*** Passage given
Have you considered putting some of that helper logic into the new IO Interface itself? Given that IO interface is the new thing and it will happen in next release, why not make it also a primary gateway for all sorts of every-day things and operations?

Because if you need to pass &io everywhere you could also just call methods on Io…

I had this idea during my kqueue deep-dive this winter but I thought it would be a no-go for you because it would require such methods to accept in/out: anytype but you also seem to have io.async(fun: anytype, args: anytype) ad io.select(s: anytype) accepting any type already, so maybe it’s something to consider? If you haven’t already.

what helper logic, you are replying to a side comment about criticism, I don’t think the IO interface can help you with that :p.

If you’re talking about reading till delimiters, that makes no sense to be in Io, keep the stream reading logic in the stream reading interface.
******
### Exercise tasks
1. In the discussion about the IO interface, where should the stream reading logic be kept?
2. Render this sentence from the discussion about the IO interface in Spanish: "If you’re talking about reading till delimiters, that makes no sense to be in Io, keep the stream reading logic in the stream reading interface."
3. Reproduce the part of the discussion about the IO interface that opens with the words containing "Have you considered" and closes with "you haven’t already.".
The lines after this come from a separate source.
*** Entries provided
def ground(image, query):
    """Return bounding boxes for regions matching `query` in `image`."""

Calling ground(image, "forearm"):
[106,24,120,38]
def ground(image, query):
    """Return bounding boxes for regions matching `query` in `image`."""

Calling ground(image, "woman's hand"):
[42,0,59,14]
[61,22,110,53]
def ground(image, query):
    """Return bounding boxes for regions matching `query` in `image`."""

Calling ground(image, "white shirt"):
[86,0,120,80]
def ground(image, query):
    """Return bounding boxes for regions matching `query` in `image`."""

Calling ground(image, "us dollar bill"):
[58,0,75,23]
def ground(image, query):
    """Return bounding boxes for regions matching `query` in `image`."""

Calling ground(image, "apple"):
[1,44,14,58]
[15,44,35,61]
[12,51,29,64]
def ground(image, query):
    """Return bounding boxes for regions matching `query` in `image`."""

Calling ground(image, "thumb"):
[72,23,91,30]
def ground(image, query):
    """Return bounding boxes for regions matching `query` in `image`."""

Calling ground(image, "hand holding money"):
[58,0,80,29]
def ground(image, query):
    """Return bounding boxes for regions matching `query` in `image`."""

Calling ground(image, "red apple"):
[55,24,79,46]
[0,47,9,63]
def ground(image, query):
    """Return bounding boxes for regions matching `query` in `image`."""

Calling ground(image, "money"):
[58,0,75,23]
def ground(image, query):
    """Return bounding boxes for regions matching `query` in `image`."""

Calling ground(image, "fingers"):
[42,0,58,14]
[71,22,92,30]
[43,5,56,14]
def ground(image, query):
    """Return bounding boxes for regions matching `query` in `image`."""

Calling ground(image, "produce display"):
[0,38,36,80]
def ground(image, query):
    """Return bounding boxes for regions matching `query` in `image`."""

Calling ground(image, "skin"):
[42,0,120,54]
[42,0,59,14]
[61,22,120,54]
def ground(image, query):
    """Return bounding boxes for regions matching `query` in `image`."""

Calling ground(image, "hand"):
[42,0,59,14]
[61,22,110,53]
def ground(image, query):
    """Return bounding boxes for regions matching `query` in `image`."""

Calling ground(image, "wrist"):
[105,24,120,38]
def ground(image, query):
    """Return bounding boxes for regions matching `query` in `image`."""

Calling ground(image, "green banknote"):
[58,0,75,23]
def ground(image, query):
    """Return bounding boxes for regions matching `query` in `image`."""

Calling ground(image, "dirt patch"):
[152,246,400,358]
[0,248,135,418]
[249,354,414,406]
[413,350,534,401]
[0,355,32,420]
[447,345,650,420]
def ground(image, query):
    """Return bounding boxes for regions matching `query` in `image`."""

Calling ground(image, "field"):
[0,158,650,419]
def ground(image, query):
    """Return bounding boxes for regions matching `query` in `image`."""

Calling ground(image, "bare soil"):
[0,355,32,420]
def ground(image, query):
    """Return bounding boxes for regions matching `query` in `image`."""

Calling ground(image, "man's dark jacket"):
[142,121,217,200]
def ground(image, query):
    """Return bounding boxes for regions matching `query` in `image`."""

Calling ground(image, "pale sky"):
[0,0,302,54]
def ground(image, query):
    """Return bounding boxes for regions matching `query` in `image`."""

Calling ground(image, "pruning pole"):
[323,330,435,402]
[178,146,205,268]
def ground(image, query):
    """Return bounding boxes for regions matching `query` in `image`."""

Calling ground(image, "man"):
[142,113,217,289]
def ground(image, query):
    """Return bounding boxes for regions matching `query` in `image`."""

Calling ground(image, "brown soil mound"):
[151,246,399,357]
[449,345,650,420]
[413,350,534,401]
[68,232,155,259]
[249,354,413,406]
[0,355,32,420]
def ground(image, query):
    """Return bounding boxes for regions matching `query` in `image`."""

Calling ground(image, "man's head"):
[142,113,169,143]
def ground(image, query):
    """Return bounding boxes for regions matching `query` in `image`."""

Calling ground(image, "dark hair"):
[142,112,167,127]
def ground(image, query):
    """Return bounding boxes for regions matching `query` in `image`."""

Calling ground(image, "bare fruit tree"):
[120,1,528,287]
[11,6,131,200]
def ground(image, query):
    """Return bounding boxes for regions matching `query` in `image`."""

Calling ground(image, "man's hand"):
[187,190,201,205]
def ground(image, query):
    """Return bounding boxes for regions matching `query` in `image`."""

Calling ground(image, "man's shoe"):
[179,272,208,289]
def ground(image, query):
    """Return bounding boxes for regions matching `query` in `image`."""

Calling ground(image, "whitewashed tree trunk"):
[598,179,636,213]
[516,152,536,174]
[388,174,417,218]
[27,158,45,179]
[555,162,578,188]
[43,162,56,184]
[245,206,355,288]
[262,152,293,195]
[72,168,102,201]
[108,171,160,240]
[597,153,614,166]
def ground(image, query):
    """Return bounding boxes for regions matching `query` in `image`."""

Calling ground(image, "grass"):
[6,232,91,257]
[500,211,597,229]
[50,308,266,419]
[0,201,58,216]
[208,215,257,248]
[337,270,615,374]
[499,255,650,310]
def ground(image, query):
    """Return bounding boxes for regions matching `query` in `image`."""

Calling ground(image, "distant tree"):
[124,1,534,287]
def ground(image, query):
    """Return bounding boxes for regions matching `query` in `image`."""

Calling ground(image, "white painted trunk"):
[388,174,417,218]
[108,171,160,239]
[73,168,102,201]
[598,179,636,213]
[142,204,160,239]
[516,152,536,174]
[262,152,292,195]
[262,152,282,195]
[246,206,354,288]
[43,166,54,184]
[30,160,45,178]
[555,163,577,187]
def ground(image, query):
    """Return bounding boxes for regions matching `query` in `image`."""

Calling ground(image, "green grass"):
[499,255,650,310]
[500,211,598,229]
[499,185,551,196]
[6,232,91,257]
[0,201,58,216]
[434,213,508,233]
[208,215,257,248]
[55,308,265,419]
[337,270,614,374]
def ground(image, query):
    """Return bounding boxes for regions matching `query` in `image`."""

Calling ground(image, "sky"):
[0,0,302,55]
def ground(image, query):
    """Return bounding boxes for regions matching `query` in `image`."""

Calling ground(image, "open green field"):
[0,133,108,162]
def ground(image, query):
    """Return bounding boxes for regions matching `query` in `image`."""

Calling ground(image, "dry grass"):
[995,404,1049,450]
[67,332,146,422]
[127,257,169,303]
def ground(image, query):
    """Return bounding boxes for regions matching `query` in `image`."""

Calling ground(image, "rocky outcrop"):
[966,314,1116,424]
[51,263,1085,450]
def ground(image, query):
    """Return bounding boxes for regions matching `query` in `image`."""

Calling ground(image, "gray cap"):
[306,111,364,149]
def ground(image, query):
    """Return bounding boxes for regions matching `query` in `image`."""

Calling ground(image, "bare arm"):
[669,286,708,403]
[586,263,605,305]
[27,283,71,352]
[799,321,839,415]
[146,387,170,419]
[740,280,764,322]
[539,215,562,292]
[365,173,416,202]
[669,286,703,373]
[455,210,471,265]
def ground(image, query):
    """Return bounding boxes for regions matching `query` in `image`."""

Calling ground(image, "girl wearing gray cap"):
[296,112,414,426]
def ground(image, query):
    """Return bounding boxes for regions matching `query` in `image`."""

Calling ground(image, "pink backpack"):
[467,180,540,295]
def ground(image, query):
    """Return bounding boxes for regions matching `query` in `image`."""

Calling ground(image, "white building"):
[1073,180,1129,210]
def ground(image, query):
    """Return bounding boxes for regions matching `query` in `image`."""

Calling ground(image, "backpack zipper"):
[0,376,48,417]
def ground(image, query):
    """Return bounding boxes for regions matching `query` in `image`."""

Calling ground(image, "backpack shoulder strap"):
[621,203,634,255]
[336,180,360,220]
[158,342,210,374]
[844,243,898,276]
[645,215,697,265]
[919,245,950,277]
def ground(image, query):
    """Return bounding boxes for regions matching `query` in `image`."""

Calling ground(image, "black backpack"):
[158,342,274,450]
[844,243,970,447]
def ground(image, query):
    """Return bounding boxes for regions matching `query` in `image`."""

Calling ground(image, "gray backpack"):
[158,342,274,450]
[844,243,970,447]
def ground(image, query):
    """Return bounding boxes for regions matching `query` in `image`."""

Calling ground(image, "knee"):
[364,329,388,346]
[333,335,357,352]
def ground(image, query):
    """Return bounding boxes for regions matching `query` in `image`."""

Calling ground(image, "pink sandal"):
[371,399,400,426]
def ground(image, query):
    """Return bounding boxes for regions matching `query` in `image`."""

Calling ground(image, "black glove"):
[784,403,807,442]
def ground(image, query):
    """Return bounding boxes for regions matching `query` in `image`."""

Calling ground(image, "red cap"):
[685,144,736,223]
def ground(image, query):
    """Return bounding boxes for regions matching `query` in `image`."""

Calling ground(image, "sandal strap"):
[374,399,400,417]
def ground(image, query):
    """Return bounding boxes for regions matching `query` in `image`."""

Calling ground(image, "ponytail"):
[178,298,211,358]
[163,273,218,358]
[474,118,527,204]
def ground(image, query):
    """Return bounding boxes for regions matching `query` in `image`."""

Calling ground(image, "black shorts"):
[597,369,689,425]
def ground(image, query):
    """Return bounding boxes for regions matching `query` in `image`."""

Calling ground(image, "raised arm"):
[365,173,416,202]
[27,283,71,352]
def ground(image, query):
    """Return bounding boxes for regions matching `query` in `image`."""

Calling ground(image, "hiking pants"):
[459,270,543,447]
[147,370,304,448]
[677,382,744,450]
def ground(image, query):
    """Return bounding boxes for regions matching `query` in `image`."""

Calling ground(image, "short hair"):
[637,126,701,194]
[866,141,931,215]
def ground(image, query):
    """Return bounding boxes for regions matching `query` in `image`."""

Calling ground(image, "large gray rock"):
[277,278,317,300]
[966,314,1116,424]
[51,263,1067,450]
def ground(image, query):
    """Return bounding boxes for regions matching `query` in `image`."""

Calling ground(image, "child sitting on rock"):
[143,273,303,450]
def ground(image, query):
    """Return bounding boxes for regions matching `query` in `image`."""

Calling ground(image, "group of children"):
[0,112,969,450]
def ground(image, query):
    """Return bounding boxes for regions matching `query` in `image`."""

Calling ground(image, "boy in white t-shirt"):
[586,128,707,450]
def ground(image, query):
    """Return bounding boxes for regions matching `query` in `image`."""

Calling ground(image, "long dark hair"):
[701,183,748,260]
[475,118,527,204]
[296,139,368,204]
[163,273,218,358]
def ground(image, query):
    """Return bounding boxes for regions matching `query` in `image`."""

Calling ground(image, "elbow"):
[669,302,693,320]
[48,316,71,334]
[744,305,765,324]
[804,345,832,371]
******
### Responses to the exercise
1. In the stream reading interface.

2. Si hablas de leer hasta delimitadores, no tiene sentido que eso esté en Io; mantén la lógica de lectura de flujos en la interfaz de lectura de flujos.

3.
Have you considered putting some of that helper logic into the new IO Interface itself? Given that IO interface is the new thing and it will happen in next release, why not make it also a primary gateway for all sorts of every-day things and operations?

Because if you need to pass &io everywhere you could also just call methods on Io…

I had this idea during my kqueue deep-dive this winter but I thought it would be a no-go for you because it would require such methods to accept in/out: anytype but you also seem to have io.async(fun: anytype, args: anytype) ad io.select(s: anytype) accepting any type already, so maybe it’s something to consider? If you haven’t already.